= Problems =
[1] List every baseball team named in the article about the Brewers signing Pedro Severino.
[2] Continue the article about the Brewers signing Pedro Severino from where it stops.

Start of Given text

Boston Red Sox v Baltimore Orioles Photo by Mitchell Layton/Getty Images

After losing longtime backup catcher Manny Pina to the Atlanta Braves, the Brewers found their new platoon partner for Omar Narvaez, signing Pedro Severino to a one-year deal for the 2022 season.

The 28-year-old veteran began his career with the Washington Nationals and was ranked at one point as their 13th-best prospect. He struggled to find consistent playing time in the nation’s capital, receiving just 282 plate appearances over four seasons and slashing .187/.273/.287 (47 wRC+).

The rebuilding Baltimore Orioles claimed Severino off of waivers prior to the 2019 season, opening the door for regular playing time. His 91 wRC+ over three seasons in Baltimore was acceptable for a catcher, but they outrighted him off of their roster with top prospect Adley Rutschman continuing his ascent toward the big leagues.

Offensively, Severino’s fit with the Brewers is clear. The right-handed hitting backstop’s career 81 wRC+ isn’t very appealing, but he has been a solid hitter against left-handed pitching. He owns a career 102 wRC+ against southpaws, including a 110 wRC+ during his time in Baltimore. This makes him a perfect complement to Narvaez, who has managed just a career 78 wRC+ against lefties, including an abysmal .152/.222/.212 line in 2021.

Severino is a worthy replacement for Pina at the plate, but the real key to this deal is his defense. He controls the running game fairly well. While he may not possess Pina’s elite arm strength, Severino has thrown out 28% of base stealers for his career (league average is 27%), and his pop time to second base is well above-average. The positives end there, as his receiving and blocking skills are among the worst in the sport. Here’s where Severino ranked among his fellow backstops in several of Baseball Prospectus’s catching metrics in 2021:

  • Catcher Defensive Adjustment: -10.1 (third-worst)
  • Fielding Runs Above Average: -10.1 (second-worst)
  • Framing Runs: -7.5 (third-worst)
  • Blocking Runs: -2.4 (worst)

In addition to those horrid evaluations, Severino also led the league with 10 passed balls in 2021. To put it lightly, his defensive reputation is not strong. However, the Brewers signed him with the expectation that they can reform his work behind the plate.

Milwaukee has a track record of developing strong defensive catchers. When they traded for Narvaez, his defense was just as poor as Severino’s: a -13.2 CDA, -12.1 FRAA, and -9.1 Framing Runs. Under the tutelage of catching instructor Charlie Greene, Narvaez made a stunning defensive turnaround. In 2021, he ranked fifth among all catchers with a 9.9 CDA and 10 Framing Runs.

End of Given text
Start of Material supplied

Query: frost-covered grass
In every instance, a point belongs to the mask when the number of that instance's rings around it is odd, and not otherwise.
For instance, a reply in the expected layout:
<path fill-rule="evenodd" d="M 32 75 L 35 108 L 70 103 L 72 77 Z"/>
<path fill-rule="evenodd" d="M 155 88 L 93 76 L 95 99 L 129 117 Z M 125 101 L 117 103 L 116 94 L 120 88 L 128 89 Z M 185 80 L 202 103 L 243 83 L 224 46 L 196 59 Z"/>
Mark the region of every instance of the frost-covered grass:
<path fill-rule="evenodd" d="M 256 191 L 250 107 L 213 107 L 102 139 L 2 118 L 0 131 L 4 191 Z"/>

End of Material supplied

= Responses to the tasks =
[1]
- Boston Red Sox
- Baltimore Orioles
- Atlanta Braves
- Brewers (Milwaukee)
- Washington Nationals

[2]
While Narvaez is the most extreme example, the man who Severino is replacing was another one of Greene’s success stories. In Pina’s first full season with the Brewers in 2017, he was a below-average framer (-2.9 Framing Runs). By 2018, he improved to 4.8 Framing Runs and was a strong framer for the remainder of his time in Milwaukee.

Greene and the Brewers’ history of developing elite defensive catchers goes back more than a decade. Since the start of the 2010 season, the Brewers lead all of baseball by a wide margin in Framing Runs (236), Strike Zone Runs Saved (137), and Defensive Runs Saved (171) for catchers. That’s not a marginal lead, either. They’ve blown every other organization out of the water. The next closest is the San Francisco Giants with 125 Framing Runs, 74 Strike Zone Runs Saved, and 102 Defensive Runs Saved.

The acquisition of Severino gives some insight into how the Brewers approach catcher development. You can’t teach pop time; quickly transferring the ball and firing down to second base is a product of raw skill rather than technique. You can teach pitch framing. A different stance or other mechanical adjustment can help a catcher receive and hold a pitch more convincingly. The success stories of Pina and Narvaez are recent examples that the Brewers’ staff has a firm grasp of what these adjustments are.

The Brewers believe that Severino can be the next Pina. The offensive production is nearly identical. Both hit right-handed, and Severino’s .249/.315/.397 slash line with the Orioles nearly mirrors Pina’s career .245/.314/.413 line. Defensively, Severino does not control the running game as excellently as Pina does, but it is still his greatest strength as a catcher. Charlie Greene will teach him the rest. With a bit of instruction, the former top prospect could easily match the on-field production of the Brewers’ former backup catcher.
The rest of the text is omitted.